━━━━━ Data records

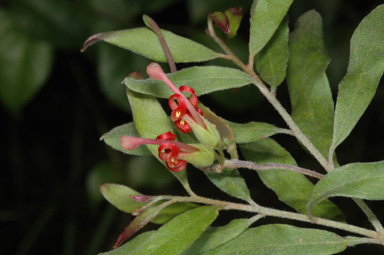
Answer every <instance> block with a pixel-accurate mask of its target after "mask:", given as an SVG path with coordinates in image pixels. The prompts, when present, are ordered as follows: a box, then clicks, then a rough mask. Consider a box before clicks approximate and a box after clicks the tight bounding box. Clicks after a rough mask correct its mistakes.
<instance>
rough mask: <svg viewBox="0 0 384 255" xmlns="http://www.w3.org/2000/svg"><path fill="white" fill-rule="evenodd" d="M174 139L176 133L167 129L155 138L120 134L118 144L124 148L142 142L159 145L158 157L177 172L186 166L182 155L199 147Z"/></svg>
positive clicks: (185, 154) (138, 143)
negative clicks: (120, 134) (168, 131)
mask: <svg viewBox="0 0 384 255" xmlns="http://www.w3.org/2000/svg"><path fill="white" fill-rule="evenodd" d="M175 140H176V135H175V134H173V133H172V132H170V131H169V132H167V133H164V134H161V135H159V136H158V137H156V139H147V138H141V137H132V136H122V137H121V138H120V144H121V146H122V147H123V148H124V149H125V150H134V149H136V148H137V147H138V146H139V145H142V144H155V145H159V149H158V152H159V158H160V159H161V160H164V161H165V163H166V165H167V168H168V169H169V170H171V171H172V172H179V171H181V170H183V169H184V168H185V167H186V166H187V161H185V160H184V159H183V156H185V155H188V154H191V153H195V152H198V151H199V149H197V148H195V147H193V146H191V145H188V144H184V143H180V142H176V141H175Z"/></svg>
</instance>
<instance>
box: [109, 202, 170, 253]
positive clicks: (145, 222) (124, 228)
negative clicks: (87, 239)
mask: <svg viewBox="0 0 384 255" xmlns="http://www.w3.org/2000/svg"><path fill="white" fill-rule="evenodd" d="M166 206H168V204H166V203H162V204H158V205H153V206H151V207H149V208H146V209H145V210H142V211H140V213H139V214H138V215H137V216H136V217H135V218H134V219H133V220H132V221H131V222H130V223H129V225H128V226H127V227H125V228H124V231H123V232H122V233H121V234H120V235H119V237H118V238H117V241H116V243H115V245H114V246H113V247H114V248H116V247H118V246H120V245H121V244H122V243H123V242H124V241H125V240H127V239H128V238H129V237H131V236H132V235H133V234H135V233H136V232H137V231H139V230H140V229H142V228H143V227H145V226H146V225H147V224H148V223H149V222H150V221H151V220H152V219H153V218H154V217H156V215H158V214H159V213H160V212H161V210H163V209H164V208H165V207H166Z"/></svg>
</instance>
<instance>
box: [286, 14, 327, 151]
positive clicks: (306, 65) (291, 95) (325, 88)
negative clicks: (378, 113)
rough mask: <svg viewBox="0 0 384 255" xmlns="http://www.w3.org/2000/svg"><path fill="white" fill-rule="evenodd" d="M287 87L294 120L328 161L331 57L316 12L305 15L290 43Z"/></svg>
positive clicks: (313, 144) (295, 29) (305, 134)
mask: <svg viewBox="0 0 384 255" xmlns="http://www.w3.org/2000/svg"><path fill="white" fill-rule="evenodd" d="M289 52H290V53H289V63H288V72H287V83H288V89H289V94H290V98H291V104H292V118H293V120H294V121H295V122H296V123H297V125H298V126H299V127H300V129H301V130H302V131H303V133H304V134H305V135H306V136H307V137H308V138H309V140H310V141H311V142H312V143H313V145H314V146H315V147H316V148H317V149H318V150H319V151H320V153H321V154H322V155H323V156H324V157H326V158H327V157H328V151H329V148H330V146H331V141H332V132H333V114H334V113H333V107H334V103H333V99H332V93H331V89H330V86H329V83H328V78H327V76H326V74H325V70H326V68H327V66H328V63H329V57H328V54H327V51H326V49H325V45H324V41H323V31H322V20H321V17H320V15H319V14H318V13H317V12H316V11H308V12H306V13H305V14H303V15H302V16H301V17H300V18H299V19H298V21H297V23H296V25H295V30H294V31H293V32H292V33H291V35H290V40H289Z"/></svg>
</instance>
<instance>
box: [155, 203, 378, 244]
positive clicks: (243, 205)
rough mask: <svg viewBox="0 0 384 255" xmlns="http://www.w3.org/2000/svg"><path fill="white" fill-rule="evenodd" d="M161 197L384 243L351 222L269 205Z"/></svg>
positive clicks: (360, 227)
mask: <svg viewBox="0 0 384 255" xmlns="http://www.w3.org/2000/svg"><path fill="white" fill-rule="evenodd" d="M159 198H160V199H159V200H168V199H172V200H176V201H178V202H192V203H200V204H206V205H214V206H218V207H221V208H222V210H237V211H245V212H252V213H258V214H259V215H261V216H272V217H278V218H284V219H291V220H296V221H301V222H308V223H312V224H317V225H321V226H326V227H331V228H335V229H340V230H344V231H348V232H351V233H355V234H359V235H362V236H366V237H369V238H373V239H376V240H378V241H375V242H374V243H381V244H383V243H382V242H383V241H382V240H379V239H378V235H377V233H376V232H375V231H372V230H369V229H365V228H361V227H358V226H354V225H350V224H346V223H342V222H338V221H333V220H327V219H323V218H318V217H309V216H307V215H304V214H299V213H294V212H287V211H281V210H276V209H272V208H267V207H263V206H260V205H258V204H253V205H247V204H240V203H233V202H227V201H221V200H216V199H211V198H205V197H200V196H191V197H182V196H159Z"/></svg>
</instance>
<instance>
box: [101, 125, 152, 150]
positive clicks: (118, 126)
mask: <svg viewBox="0 0 384 255" xmlns="http://www.w3.org/2000/svg"><path fill="white" fill-rule="evenodd" d="M124 135H128V136H135V137H139V136H140V134H139V132H137V130H136V127H135V123H133V122H130V123H127V124H124V125H121V126H118V127H115V128H114V129H112V130H111V131H109V132H108V133H106V134H104V135H103V136H102V137H101V139H102V140H103V141H104V142H105V143H106V144H108V145H109V146H111V147H112V148H113V149H115V150H118V151H121V152H124V153H126V154H129V155H140V156H142V155H152V154H151V152H150V151H149V150H148V148H147V147H146V146H139V147H137V148H136V149H134V150H131V151H127V150H124V149H123V148H122V147H121V144H120V138H121V137H122V136H124Z"/></svg>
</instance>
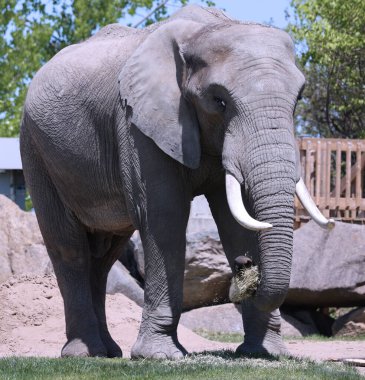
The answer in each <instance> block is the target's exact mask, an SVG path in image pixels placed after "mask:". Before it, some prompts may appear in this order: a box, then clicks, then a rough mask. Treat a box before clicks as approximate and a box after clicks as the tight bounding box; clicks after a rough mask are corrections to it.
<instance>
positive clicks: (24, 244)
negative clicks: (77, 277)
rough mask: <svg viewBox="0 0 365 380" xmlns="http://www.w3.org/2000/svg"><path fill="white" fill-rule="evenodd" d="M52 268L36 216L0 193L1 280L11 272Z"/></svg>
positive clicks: (19, 273)
mask: <svg viewBox="0 0 365 380" xmlns="http://www.w3.org/2000/svg"><path fill="white" fill-rule="evenodd" d="M51 271H52V265H51V263H50V260H49V258H48V254H47V251H46V248H45V246H44V243H43V238H42V235H41V233H40V231H39V227H38V222H37V219H36V216H35V215H34V214H32V213H29V212H24V211H22V210H21V209H20V208H19V207H18V206H17V205H16V204H15V203H13V202H12V201H11V200H10V199H8V198H7V197H5V196H4V195H0V283H2V282H4V281H6V280H7V279H8V278H9V277H10V276H11V275H13V274H21V273H33V274H47V273H49V272H51Z"/></svg>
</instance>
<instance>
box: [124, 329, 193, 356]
mask: <svg viewBox="0 0 365 380" xmlns="http://www.w3.org/2000/svg"><path fill="white" fill-rule="evenodd" d="M187 353H188V352H187V351H186V350H185V348H184V347H183V346H182V345H181V344H180V343H179V341H178V340H177V337H176V334H175V337H173V336H171V335H166V334H161V333H149V334H145V335H142V336H141V334H140V335H139V336H138V339H137V341H136V343H135V344H134V346H133V348H132V352H131V357H132V358H134V359H139V358H152V359H170V360H178V359H182V358H183V357H184V356H185V355H187Z"/></svg>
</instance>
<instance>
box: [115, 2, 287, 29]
mask: <svg viewBox="0 0 365 380" xmlns="http://www.w3.org/2000/svg"><path fill="white" fill-rule="evenodd" d="M213 1H214V2H215V4H216V7H217V8H221V9H225V11H226V13H227V14H228V15H229V16H231V17H232V18H235V19H238V20H243V21H256V22H262V23H269V22H270V23H271V24H272V25H275V26H277V27H279V28H285V26H286V25H287V22H286V20H285V9H288V8H289V7H290V0H213ZM168 4H169V5H170V6H169V11H171V12H174V11H175V10H176V9H178V8H179V7H180V6H178V5H176V3H175V4H174V2H173V1H171V2H170V1H169V3H168ZM190 4H202V2H201V1H200V0H190ZM148 13H149V12H148V11H137V15H136V16H134V17H133V18H131V17H128V16H127V17H126V18H124V19H123V20H120V22H121V23H123V24H128V23H131V24H132V25H135V24H136V23H137V22H138V21H140V20H141V19H142V18H143V17H144V16H145V15H147V14H148Z"/></svg>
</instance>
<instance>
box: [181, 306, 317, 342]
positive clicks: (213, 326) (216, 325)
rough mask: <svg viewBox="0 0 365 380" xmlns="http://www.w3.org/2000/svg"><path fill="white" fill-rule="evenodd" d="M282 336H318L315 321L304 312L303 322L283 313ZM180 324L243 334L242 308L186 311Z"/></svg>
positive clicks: (214, 329) (213, 330)
mask: <svg viewBox="0 0 365 380" xmlns="http://www.w3.org/2000/svg"><path fill="white" fill-rule="evenodd" d="M281 317H282V318H281V334H282V336H287V337H302V336H307V335H311V334H318V330H317V329H316V327H315V325H314V322H313V320H311V319H310V316H309V315H308V314H306V312H303V314H302V320H298V319H296V318H294V317H293V316H290V315H288V314H286V313H281ZM180 323H181V324H183V325H184V326H185V327H188V328H189V329H191V330H193V331H199V330H201V331H202V330H203V331H209V332H214V333H217V332H221V333H227V334H232V333H242V334H243V323H242V314H241V306H240V305H235V304H232V303H226V304H223V305H215V306H209V307H201V308H198V309H194V310H190V311H186V312H185V313H183V314H182V316H181V318H180Z"/></svg>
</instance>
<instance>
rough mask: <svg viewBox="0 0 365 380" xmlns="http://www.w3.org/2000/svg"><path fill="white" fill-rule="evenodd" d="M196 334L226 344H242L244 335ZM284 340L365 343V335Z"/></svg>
mask: <svg viewBox="0 0 365 380" xmlns="http://www.w3.org/2000/svg"><path fill="white" fill-rule="evenodd" d="M194 332H195V333H196V334H198V335H200V336H202V337H203V338H205V339H209V340H214V341H217V342H224V343H242V342H243V334H242V333H222V332H213V331H207V330H200V329H199V330H194ZM284 340H285V341H288V340H308V341H317V342H318V341H319V342H333V341H348V342H353V341H365V335H357V336H336V337H327V336H324V335H318V334H313V335H307V336H303V337H297V336H284Z"/></svg>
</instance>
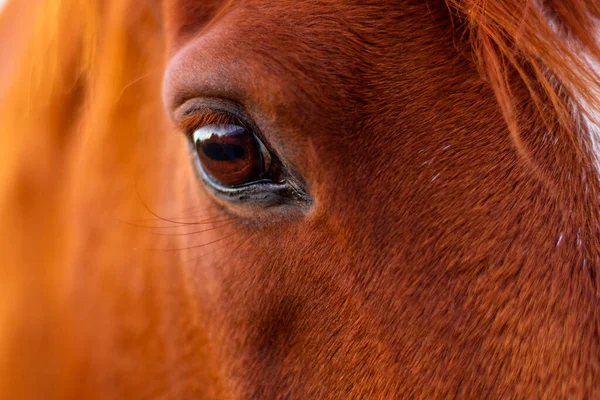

━━━━━━━━━━

__Problem__: Starting at the beginning of the material and ending at the line that contains "positive clicks: (185, 154) (138, 143)", give those lines again with "rough mask" changed to "coarse mask" and nothing else altered. Leave the pictures out.

__Solution to this problem__:
Answer every <instance> block with a pixel-accurate mask of its target after "mask:", given as an SVG path with coordinates in image pixels. The prompts, when present, are ordered as follows: a box, then clicks, then a coarse mask. Consider a box before clicks approximate and a box after clicks the tight bounding box. Clicks after a coarse mask correct its mistakes.
<instance>
coarse mask: <svg viewBox="0 0 384 255" xmlns="http://www.w3.org/2000/svg"><path fill="white" fill-rule="evenodd" d="M174 139L176 133L167 129L155 138L120 134L118 144L124 148L142 142L159 145L158 157L177 172L186 166L182 155L199 147Z"/></svg>
positive clicks: (185, 154) (138, 143)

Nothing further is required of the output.